--- start Given entries ---

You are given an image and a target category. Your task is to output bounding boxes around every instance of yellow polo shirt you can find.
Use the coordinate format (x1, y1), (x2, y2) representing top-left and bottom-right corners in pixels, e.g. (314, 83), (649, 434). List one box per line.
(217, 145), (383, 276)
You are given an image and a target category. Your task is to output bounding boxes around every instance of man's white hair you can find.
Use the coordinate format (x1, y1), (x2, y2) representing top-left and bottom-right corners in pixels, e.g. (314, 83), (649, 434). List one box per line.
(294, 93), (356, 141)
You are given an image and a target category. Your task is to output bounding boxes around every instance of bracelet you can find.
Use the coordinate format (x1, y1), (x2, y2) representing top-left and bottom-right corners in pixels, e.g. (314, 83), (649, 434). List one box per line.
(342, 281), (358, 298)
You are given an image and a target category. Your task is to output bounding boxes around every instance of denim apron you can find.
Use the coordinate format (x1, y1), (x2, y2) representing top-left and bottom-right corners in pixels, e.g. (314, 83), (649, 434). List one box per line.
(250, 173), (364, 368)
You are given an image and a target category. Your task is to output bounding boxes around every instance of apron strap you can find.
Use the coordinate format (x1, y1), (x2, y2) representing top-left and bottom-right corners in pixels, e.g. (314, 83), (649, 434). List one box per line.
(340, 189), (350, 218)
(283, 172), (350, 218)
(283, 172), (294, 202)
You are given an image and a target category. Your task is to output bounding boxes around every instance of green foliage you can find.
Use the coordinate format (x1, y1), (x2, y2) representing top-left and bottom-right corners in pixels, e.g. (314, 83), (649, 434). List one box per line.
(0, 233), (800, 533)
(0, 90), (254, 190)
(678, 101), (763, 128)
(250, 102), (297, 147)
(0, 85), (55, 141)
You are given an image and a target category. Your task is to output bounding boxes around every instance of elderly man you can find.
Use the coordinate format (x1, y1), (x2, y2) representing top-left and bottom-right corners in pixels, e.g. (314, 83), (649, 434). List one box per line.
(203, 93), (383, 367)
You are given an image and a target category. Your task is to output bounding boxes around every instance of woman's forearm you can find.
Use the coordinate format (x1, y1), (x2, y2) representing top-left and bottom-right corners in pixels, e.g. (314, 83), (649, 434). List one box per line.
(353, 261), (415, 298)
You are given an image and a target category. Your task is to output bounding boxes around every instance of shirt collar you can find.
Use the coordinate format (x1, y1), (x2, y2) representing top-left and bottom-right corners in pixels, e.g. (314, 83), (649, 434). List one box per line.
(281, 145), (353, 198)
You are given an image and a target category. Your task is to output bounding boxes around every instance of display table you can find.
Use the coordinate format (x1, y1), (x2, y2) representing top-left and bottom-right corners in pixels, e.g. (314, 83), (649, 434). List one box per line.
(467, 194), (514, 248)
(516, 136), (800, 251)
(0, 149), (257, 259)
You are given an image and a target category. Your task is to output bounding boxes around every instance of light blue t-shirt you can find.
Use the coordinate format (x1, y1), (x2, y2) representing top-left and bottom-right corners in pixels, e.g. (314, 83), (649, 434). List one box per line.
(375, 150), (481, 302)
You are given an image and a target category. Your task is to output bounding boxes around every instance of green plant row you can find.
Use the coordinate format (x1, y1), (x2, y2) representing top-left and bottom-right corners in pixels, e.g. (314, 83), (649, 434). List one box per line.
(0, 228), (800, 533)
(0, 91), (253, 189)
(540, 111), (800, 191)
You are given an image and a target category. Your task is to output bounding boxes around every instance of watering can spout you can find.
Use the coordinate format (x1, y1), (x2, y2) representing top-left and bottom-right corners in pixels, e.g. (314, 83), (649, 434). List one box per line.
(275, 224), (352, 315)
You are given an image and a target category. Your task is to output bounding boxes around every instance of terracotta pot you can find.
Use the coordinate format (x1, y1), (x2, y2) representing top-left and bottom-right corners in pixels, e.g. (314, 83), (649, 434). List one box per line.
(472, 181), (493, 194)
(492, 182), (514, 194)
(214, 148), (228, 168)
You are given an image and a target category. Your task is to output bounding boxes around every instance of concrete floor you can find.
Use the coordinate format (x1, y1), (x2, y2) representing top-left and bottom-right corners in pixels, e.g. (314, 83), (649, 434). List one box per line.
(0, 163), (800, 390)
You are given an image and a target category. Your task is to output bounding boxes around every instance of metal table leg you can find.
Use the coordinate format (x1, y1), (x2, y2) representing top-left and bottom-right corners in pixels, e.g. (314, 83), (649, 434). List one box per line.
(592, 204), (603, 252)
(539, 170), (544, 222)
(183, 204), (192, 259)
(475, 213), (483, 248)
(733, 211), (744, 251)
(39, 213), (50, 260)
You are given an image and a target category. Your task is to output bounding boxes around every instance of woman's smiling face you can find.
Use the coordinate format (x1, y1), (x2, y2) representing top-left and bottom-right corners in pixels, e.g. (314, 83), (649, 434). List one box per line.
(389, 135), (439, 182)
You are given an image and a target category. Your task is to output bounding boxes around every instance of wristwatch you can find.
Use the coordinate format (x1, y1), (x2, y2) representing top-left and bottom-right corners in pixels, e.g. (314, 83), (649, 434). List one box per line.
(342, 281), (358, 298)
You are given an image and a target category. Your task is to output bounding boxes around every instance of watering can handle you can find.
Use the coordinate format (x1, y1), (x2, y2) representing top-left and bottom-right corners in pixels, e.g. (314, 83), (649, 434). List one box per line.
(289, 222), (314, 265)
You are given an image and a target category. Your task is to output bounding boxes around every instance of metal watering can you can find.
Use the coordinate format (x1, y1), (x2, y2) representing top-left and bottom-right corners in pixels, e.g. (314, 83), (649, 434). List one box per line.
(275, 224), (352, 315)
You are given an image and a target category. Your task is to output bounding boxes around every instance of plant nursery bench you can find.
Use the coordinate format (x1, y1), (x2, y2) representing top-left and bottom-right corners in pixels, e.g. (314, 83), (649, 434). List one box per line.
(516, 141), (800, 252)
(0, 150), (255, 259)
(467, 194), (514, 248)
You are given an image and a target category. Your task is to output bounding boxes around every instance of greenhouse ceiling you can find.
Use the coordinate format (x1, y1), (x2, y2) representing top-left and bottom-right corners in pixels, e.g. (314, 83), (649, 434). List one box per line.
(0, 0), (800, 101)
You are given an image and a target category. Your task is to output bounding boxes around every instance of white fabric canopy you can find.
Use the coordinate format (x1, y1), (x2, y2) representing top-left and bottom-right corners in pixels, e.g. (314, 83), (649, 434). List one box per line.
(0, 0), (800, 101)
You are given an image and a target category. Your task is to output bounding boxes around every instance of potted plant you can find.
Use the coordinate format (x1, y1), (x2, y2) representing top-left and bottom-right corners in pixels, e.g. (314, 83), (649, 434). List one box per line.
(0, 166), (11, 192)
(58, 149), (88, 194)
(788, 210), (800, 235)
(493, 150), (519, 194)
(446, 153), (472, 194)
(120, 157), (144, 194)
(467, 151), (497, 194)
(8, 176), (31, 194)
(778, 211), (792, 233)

--- end Given entries ---

• [Do this]:
Can you write out the material again in full, from the line with "collar you can find." up to and including the line with "(0, 149), (257, 259)", shifting every bounding-box coordinate in the answers by -37?

• [Reply to the exercise]:
You are given an image and a target category. Your task is to output bounding boxes around every instance of shirt collar you can find.
Use the coordinate format (x1, y1), (x2, y2) representing top-left and bottom-right corners in pixels, e.g. (314, 83), (649, 434). List one box per line.
(244, 108), (316, 161)
You are given an image and a target category. Your task is to output bounding boxes around every instance of display table you can find.
Use the coordinate format (x1, y1), (x2, y2) representing top-left and bottom-right corners in pixels, e.g. (314, 83), (649, 434). List one box per line.
(430, 157), (477, 211)
(479, 99), (763, 214)
(-37, 112), (220, 222)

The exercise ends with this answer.